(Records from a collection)
*** Block opens ***
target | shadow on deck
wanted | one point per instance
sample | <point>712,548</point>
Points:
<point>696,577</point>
*** Block closes ***
• **PROBLEM STATEMENT**
All records above need to be set down again exactly as written.

• **FINISHED TASK**
target | shadow on deck
wanted | one point per instance
sample | <point>712,548</point>
Points:
<point>696,577</point>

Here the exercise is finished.